*About this exercise:* Where a line has odd spacing or punctuation, keep it; transcribe all the entries exactly.

*Available data:*
────────────────────────────────────────
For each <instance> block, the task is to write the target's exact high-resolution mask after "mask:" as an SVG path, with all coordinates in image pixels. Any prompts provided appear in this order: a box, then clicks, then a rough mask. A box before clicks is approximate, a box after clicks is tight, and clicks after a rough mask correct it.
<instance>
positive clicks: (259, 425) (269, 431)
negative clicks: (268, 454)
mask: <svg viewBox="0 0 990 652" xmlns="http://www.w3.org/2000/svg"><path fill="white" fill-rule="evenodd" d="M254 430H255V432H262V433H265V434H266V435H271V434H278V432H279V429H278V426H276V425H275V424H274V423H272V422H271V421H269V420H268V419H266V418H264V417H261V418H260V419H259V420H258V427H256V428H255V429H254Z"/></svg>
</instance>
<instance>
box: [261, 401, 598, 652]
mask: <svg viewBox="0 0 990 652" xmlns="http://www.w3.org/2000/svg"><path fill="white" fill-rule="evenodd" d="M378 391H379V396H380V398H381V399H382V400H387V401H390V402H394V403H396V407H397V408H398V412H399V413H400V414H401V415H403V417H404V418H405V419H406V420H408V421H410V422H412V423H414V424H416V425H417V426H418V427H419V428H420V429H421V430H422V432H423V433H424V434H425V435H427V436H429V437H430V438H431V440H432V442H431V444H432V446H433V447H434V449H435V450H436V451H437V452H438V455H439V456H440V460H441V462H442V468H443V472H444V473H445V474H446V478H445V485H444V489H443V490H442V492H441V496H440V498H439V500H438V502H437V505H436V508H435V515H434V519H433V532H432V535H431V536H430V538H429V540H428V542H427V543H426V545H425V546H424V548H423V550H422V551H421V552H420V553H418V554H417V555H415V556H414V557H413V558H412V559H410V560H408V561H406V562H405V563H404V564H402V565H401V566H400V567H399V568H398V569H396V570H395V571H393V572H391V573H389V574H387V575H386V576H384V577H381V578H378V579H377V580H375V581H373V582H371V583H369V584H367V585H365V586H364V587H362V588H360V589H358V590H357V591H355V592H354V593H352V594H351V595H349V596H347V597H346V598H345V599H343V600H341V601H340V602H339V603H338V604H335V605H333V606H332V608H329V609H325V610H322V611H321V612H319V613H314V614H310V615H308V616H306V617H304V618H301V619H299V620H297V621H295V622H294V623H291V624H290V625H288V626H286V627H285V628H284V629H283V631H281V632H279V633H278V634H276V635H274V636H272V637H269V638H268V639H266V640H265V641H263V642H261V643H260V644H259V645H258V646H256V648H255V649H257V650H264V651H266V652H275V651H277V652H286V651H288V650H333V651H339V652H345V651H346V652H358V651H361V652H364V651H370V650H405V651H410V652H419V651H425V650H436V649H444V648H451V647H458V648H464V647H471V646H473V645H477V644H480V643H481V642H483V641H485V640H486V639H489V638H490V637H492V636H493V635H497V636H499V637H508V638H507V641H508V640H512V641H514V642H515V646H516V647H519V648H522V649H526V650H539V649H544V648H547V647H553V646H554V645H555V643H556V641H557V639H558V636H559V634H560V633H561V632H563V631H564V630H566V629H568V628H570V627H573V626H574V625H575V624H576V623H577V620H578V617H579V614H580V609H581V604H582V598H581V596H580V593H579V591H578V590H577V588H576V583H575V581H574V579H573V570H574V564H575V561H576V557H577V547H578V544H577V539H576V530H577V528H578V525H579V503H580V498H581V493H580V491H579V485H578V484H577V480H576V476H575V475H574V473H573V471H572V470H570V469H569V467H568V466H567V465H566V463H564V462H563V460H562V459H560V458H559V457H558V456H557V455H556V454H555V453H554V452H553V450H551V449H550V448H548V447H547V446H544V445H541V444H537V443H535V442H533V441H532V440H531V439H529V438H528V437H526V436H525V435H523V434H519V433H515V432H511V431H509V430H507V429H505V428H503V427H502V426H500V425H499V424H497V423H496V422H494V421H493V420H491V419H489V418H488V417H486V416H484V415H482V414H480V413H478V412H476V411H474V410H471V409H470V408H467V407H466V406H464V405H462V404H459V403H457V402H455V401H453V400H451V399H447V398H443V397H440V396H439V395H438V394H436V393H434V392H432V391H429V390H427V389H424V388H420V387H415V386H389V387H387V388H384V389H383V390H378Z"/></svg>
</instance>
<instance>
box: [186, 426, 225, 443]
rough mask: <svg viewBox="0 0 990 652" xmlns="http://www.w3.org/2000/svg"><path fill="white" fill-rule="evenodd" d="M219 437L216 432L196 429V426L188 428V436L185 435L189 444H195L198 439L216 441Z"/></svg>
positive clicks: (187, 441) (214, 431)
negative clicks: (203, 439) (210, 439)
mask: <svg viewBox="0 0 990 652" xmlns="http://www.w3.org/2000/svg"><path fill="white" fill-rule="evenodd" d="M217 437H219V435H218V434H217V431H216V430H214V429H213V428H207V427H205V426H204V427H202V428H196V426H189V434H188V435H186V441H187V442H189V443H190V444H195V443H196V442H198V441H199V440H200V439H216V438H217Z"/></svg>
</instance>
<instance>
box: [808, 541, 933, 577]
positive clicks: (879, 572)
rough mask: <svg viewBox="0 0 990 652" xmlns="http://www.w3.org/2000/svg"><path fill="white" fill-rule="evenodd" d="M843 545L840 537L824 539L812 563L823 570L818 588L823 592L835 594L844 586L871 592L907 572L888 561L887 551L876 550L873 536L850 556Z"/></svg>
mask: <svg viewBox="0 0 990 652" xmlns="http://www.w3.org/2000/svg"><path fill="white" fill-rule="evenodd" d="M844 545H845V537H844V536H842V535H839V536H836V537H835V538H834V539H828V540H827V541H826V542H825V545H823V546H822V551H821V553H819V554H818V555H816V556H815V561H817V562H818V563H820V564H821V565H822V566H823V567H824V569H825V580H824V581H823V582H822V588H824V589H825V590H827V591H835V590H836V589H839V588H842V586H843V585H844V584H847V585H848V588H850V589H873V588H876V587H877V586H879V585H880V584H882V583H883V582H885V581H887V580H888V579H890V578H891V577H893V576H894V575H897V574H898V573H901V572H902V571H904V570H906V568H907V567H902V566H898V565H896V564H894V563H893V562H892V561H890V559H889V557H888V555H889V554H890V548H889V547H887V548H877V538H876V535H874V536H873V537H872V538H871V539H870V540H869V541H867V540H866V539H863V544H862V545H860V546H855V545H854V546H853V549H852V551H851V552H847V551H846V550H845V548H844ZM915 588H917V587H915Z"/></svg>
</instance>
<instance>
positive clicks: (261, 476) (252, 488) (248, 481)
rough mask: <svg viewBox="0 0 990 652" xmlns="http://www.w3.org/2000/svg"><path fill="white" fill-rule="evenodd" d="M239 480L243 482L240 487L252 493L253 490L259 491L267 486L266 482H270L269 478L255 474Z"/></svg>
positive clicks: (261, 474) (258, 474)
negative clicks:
────────────────────────────────────────
*Answer to the exercise:*
For each <instance> block, the task is to write the target's exact high-resolution mask after "mask:" as an SVG path, with all coordinates in image pixels. Any prompts provided appear in this order: a box, then clicks, then a rough mask. A box before clicks is approximate, a box after clicks is tight, and clicks after a rough mask correct it.
<instance>
positive clicks: (259, 425) (269, 431)
negative clicks: (268, 454)
mask: <svg viewBox="0 0 990 652" xmlns="http://www.w3.org/2000/svg"><path fill="white" fill-rule="evenodd" d="M254 430H255V432H262V433H265V434H266V435H271V434H278V432H279V429H278V426H276V425H275V424H274V423H272V422H271V421H269V420H268V419H266V418H264V417H261V418H260V419H259V420H258V427H256V428H255V429H254Z"/></svg>
</instance>
<instance>
box: [261, 401, 598, 652]
mask: <svg viewBox="0 0 990 652" xmlns="http://www.w3.org/2000/svg"><path fill="white" fill-rule="evenodd" d="M378 391H379V396H380V398H381V399H382V400H387V401H390V402H394V403H396V407H397V408H398V412H399V413H400V414H401V415H403V417H404V418H405V419H406V420H408V421H410V422H412V423H414V424H416V425H417V426H418V427H419V428H420V429H421V430H422V432H423V433H424V434H425V435H427V436H429V437H430V438H431V440H432V442H431V444H432V446H433V447H434V449H435V450H436V451H437V452H438V455H439V456H440V460H441V462H442V468H443V472H444V473H445V474H446V478H445V485H444V489H443V490H442V492H441V496H440V498H439V500H438V502H437V505H436V508H435V515H434V519H433V532H432V535H431V536H430V538H429V540H428V542H427V543H426V545H425V546H424V548H423V550H422V551H421V552H420V553H418V554H417V555H415V556H414V557H413V558H412V559H410V560H408V561H406V562H405V563H404V564H402V565H401V566H400V567H399V568H398V569H396V570H395V571H393V572H391V573H389V574H387V575H386V576H384V577H381V578H378V579H377V580H375V581H373V582H371V583H369V584H367V585H365V586H364V587H362V588H360V589H358V590H357V591H355V592H354V593H352V594H351V595H349V596H347V597H346V598H345V599H343V600H341V601H340V602H339V603H338V604H335V605H333V606H332V608H329V609H325V610H322V611H321V612H319V613H314V614H310V615H308V616H306V617H304V618H301V619H299V620H297V621H295V622H294V623H291V624H290V625H288V626H286V627H285V628H284V629H283V631H281V632H279V633H278V634H276V635H274V636H272V637H269V638H268V639H266V640H265V641H263V642H261V643H260V644H259V645H258V646H256V648H255V649H257V650H264V651H266V652H275V651H277V652H286V651H288V650H333V651H339V652H345V651H346V652H358V651H361V652H364V651H370V650H405V651H410V652H419V651H425V650H436V649H444V648H451V647H458V648H464V647H471V646H473V645H477V644H480V643H481V642H483V641H485V640H486V639H489V638H490V637H492V636H493V635H497V636H499V637H508V638H507V641H508V640H512V641H514V642H515V646H516V647H519V648H522V649H526V650H539V649H544V648H547V647H553V646H554V645H555V643H556V641H557V639H558V636H559V634H560V633H561V632H563V631H564V630H566V629H568V628H570V627H573V626H574V625H575V624H576V623H577V620H578V617H579V614H580V609H581V604H582V598H581V596H580V593H579V591H578V590H577V588H576V583H575V581H574V579H573V570H574V564H575V561H576V557H577V547H578V544H577V539H576V530H577V528H578V525H579V503H580V498H581V493H580V491H579V485H578V484H577V480H576V476H575V475H574V473H573V471H572V470H570V469H569V467H568V466H567V465H566V463H564V462H563V460H562V459H560V458H559V457H558V456H557V455H556V454H555V453H554V452H553V450H551V449H550V448H548V447H547V446H544V445H541V444H537V443H535V442H533V441H532V440H531V439H529V438H528V437H526V436H525V435H523V434H519V433H515V432H511V431H509V430H507V429H505V428H503V427H502V426H500V425H499V424H497V423H496V422H494V421H493V420H491V419H489V418H488V417H486V416H484V415H482V414H480V413H478V412H476V411H474V410H471V409H470V408H467V407H466V406H464V405H462V404H459V403H457V402H455V401H453V400H451V399H447V398H443V397H440V396H439V395H438V394H436V393H434V392H432V391H429V390H427V389H424V388H420V387H415V386H389V387H387V388H384V389H383V390H378Z"/></svg>
</instance>
<instance>
box: [186, 426, 225, 443]
rough mask: <svg viewBox="0 0 990 652" xmlns="http://www.w3.org/2000/svg"><path fill="white" fill-rule="evenodd" d="M219 437L216 432L196 429V426L188 428V436L185 435L189 444H195L198 439L216 441Z"/></svg>
positive clicks: (187, 441) (214, 431)
negative clicks: (203, 439) (210, 439)
mask: <svg viewBox="0 0 990 652" xmlns="http://www.w3.org/2000/svg"><path fill="white" fill-rule="evenodd" d="M217 437H219V435H218V434H217V431H216V430H214V429H213V428H207V427H205V426H204V427H202V428H196V426H189V434H188V435H186V441H187V442H189V443H190V444H195V443H196V442H198V441H199V440H200V439H216V438H217Z"/></svg>
</instance>
<instance>
box: [808, 541, 933, 577]
positive clicks: (879, 572)
rough mask: <svg viewBox="0 0 990 652" xmlns="http://www.w3.org/2000/svg"><path fill="white" fill-rule="evenodd" d="M843 545L840 537L824 539L812 563L823 570L818 588L823 592L835 594L844 586L871 592L907 572L888 561L887 551L876 550L873 536L850 556Z"/></svg>
mask: <svg viewBox="0 0 990 652" xmlns="http://www.w3.org/2000/svg"><path fill="white" fill-rule="evenodd" d="M844 545H845V537H844V536H842V535H839V536H836V537H835V538H834V539H828V540H827V541H826V542H825V545H823V546H822V551H821V553H819V554H818V555H816V556H815V561H817V562H818V563H820V564H821V565H822V566H823V567H824V569H825V580H824V581H823V582H822V588H824V589H825V590H827V591H835V590H836V589H839V588H842V586H843V585H844V584H847V585H848V588H850V589H873V588H876V587H877V586H879V585H880V584H882V583H883V582H885V581H887V580H888V579H890V578H891V577H893V576H894V575H897V574H898V573H901V572H902V571H904V570H906V568H907V567H902V566H898V565H896V564H894V563H893V562H892V561H890V559H889V557H888V555H889V554H890V548H889V547H887V548H877V538H876V535H874V536H873V537H872V538H871V539H870V540H869V541H867V540H866V539H863V544H862V545H860V546H855V545H854V546H853V549H852V551H851V552H847V551H846V550H845V548H844ZM915 588H917V587H915Z"/></svg>
</instance>
<instance>
positive clicks: (261, 476) (252, 488) (248, 481)
rough mask: <svg viewBox="0 0 990 652" xmlns="http://www.w3.org/2000/svg"><path fill="white" fill-rule="evenodd" d="M239 480L243 482L240 487L252 493L253 490L259 491L267 486L266 482H270L269 478L255 474Z"/></svg>
positive clicks: (261, 474) (258, 474)
negative clicks:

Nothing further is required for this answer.